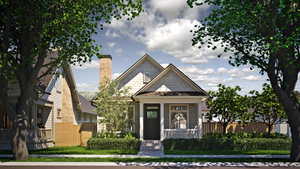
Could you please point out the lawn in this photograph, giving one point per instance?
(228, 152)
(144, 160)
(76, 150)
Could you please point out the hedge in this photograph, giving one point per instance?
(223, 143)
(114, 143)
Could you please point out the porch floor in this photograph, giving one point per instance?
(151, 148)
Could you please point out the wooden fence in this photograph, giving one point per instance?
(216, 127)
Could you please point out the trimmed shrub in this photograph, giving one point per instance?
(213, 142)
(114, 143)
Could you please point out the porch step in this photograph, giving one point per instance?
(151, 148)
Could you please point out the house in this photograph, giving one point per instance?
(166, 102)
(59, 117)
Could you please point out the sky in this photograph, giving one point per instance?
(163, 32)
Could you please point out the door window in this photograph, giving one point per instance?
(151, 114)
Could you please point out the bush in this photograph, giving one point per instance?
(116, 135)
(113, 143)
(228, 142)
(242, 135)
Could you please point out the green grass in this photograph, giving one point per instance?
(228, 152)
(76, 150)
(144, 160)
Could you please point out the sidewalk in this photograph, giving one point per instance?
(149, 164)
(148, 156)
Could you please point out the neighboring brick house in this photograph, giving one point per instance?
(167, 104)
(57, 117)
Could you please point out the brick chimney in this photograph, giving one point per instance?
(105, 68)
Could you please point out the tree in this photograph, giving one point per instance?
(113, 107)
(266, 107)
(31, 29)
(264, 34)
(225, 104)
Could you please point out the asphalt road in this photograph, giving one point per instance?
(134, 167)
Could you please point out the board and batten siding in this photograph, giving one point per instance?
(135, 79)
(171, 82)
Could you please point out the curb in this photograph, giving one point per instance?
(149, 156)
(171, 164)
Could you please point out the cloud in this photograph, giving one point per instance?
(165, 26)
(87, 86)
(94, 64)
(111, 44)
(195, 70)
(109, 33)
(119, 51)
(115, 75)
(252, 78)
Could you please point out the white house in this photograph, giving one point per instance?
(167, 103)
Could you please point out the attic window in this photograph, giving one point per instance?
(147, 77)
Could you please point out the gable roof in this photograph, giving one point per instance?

——————————

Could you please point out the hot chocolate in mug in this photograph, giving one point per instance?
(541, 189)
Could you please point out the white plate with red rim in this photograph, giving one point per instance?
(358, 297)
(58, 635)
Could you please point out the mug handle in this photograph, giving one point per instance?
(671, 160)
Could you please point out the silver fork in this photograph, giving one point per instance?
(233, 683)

——————————

Which lines in the data above contain the word "brick"? Copy each of them, treating case as significant.

THE ANSWER:
Could you please point out the neighboring brick house in this photograph, giving one point per instance?
Could you please point out the brick chimney in this photograph, giving one point per instance?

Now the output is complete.